Data items:
================

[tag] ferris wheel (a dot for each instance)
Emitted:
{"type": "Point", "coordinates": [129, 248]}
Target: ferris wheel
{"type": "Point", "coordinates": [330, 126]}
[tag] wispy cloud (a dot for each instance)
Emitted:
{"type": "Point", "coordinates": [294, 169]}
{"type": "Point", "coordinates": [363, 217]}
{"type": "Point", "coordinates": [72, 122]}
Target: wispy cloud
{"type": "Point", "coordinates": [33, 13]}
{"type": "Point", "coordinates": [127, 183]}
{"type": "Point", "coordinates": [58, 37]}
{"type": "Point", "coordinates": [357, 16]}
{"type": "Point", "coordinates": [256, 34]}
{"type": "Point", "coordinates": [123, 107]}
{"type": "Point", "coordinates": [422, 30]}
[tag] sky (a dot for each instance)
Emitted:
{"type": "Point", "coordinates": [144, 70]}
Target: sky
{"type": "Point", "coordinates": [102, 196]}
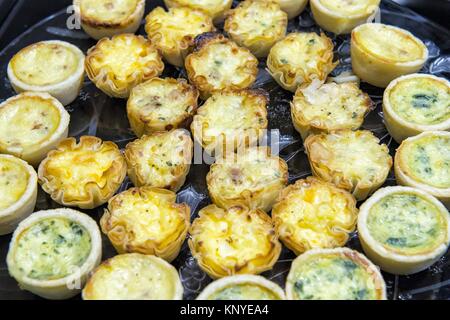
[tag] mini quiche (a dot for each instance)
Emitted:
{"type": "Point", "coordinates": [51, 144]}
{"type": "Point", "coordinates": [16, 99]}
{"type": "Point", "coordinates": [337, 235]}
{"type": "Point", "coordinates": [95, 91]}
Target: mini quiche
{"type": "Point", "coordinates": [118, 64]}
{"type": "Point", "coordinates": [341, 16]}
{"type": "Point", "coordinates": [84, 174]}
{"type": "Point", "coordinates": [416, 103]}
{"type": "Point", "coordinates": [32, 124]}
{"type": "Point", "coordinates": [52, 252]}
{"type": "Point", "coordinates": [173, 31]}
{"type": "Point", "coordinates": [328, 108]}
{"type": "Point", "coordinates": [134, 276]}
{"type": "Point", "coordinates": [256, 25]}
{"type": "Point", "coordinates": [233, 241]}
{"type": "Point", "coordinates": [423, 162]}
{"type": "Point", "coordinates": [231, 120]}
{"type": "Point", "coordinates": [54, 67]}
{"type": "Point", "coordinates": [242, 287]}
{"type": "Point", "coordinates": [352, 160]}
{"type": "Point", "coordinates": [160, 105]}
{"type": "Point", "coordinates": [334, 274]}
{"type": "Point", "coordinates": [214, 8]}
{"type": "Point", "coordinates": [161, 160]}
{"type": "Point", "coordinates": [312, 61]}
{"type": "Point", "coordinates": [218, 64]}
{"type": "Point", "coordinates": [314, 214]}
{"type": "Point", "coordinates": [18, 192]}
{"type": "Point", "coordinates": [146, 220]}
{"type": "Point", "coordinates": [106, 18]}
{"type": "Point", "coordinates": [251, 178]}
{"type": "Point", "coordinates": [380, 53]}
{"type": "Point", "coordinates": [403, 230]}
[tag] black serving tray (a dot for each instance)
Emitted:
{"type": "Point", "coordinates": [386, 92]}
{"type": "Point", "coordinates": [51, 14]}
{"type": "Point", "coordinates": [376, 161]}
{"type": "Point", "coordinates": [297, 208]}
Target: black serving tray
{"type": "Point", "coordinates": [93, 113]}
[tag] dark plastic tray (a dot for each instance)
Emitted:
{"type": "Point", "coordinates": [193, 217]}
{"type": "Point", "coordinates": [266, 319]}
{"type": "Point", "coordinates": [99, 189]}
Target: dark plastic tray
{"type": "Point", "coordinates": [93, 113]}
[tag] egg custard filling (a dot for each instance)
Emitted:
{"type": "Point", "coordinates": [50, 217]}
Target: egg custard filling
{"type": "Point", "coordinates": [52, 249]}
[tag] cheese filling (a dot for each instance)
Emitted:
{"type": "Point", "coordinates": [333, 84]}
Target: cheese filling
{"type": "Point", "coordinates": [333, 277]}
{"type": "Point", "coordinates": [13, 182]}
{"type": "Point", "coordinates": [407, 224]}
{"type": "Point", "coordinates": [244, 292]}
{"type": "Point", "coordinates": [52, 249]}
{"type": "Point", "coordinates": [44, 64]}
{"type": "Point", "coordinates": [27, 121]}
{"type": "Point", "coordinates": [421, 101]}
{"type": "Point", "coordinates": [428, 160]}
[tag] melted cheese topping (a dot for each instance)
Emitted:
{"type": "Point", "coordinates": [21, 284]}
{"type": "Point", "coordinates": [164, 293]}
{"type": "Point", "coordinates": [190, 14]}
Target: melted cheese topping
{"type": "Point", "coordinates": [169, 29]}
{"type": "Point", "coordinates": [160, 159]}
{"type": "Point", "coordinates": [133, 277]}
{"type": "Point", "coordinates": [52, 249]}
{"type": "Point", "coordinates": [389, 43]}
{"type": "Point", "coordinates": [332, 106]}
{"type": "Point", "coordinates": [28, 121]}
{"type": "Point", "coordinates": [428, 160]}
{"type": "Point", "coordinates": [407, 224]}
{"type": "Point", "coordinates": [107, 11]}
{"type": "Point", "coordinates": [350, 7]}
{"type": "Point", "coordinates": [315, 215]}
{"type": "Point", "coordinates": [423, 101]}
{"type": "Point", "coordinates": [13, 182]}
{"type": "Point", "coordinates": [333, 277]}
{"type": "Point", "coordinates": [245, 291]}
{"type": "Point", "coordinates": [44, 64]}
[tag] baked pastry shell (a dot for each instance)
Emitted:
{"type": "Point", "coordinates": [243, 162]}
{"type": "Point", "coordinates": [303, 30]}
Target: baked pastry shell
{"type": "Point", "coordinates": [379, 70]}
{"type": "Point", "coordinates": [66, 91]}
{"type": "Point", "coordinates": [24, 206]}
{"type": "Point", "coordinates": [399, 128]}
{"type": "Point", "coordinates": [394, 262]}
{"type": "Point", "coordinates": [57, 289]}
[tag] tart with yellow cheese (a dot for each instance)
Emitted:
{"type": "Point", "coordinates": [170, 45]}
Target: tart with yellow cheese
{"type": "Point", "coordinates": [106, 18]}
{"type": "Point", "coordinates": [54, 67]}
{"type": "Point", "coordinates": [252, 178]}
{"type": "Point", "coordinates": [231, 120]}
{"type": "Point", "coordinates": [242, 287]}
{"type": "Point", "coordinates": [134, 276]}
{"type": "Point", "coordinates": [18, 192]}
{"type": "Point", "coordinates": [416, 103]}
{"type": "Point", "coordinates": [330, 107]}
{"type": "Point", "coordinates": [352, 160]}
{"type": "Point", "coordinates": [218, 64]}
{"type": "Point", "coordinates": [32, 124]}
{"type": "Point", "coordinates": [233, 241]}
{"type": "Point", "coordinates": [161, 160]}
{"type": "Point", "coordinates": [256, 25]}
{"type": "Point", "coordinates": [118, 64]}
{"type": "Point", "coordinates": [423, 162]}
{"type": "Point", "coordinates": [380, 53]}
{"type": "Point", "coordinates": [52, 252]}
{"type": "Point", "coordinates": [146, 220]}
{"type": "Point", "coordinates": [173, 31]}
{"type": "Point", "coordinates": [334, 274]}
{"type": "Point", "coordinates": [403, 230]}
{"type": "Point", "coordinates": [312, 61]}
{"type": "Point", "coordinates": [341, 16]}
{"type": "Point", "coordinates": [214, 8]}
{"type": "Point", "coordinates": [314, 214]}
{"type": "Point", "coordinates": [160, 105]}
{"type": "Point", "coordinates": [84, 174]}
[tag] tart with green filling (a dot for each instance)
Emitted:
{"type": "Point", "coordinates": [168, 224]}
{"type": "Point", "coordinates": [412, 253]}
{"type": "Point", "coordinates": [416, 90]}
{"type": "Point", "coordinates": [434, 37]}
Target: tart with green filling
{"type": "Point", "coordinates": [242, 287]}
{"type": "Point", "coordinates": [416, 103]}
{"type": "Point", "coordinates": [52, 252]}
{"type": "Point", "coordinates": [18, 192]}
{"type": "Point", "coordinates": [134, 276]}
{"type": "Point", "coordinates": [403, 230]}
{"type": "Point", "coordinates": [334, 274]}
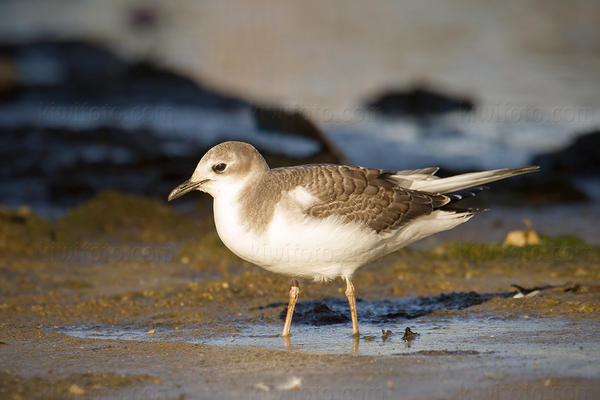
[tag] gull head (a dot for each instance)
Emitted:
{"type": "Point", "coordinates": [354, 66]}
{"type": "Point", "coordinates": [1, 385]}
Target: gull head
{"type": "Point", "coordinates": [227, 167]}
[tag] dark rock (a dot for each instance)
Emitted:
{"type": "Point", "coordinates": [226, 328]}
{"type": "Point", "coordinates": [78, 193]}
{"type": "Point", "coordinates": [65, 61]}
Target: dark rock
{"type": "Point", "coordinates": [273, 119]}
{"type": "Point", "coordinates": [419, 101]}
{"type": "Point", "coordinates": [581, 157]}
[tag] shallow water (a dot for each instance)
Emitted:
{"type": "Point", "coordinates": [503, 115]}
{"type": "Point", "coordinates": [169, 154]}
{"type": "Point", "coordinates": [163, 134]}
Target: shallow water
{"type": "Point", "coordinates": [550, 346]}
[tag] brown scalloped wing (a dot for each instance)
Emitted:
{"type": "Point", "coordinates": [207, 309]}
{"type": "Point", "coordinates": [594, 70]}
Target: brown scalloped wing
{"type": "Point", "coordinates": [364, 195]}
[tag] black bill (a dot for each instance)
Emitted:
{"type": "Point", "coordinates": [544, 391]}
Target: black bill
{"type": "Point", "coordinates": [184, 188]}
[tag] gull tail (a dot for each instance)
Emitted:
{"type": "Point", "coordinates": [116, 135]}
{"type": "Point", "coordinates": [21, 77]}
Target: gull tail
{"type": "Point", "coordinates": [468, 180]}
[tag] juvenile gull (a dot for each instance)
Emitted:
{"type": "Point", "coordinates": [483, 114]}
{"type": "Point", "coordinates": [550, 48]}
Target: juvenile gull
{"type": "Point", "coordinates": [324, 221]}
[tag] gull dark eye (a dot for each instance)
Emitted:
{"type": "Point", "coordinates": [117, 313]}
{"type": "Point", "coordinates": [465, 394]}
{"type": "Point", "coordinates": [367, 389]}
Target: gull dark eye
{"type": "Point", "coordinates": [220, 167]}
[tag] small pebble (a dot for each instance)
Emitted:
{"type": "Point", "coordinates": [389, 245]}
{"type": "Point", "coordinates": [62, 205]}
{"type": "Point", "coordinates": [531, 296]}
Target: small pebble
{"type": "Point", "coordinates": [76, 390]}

================

Exercise brief
Begin at the line containing "[tag] gull dark eye (a dot for each instance)" and reproduce each line through the end of the records above.

Output for this task
[tag] gull dark eye (a dot for each instance)
Emitted:
{"type": "Point", "coordinates": [117, 313]}
{"type": "Point", "coordinates": [465, 394]}
{"type": "Point", "coordinates": [367, 389]}
Target: gull dark eye
{"type": "Point", "coordinates": [220, 167]}
[tag] small pebble (a dot for each instance)
Emitted:
{"type": "Point", "coordinates": [389, 245]}
{"type": "Point", "coordinates": [62, 205]}
{"type": "Point", "coordinates": [531, 296]}
Target: small pebble
{"type": "Point", "coordinates": [76, 390]}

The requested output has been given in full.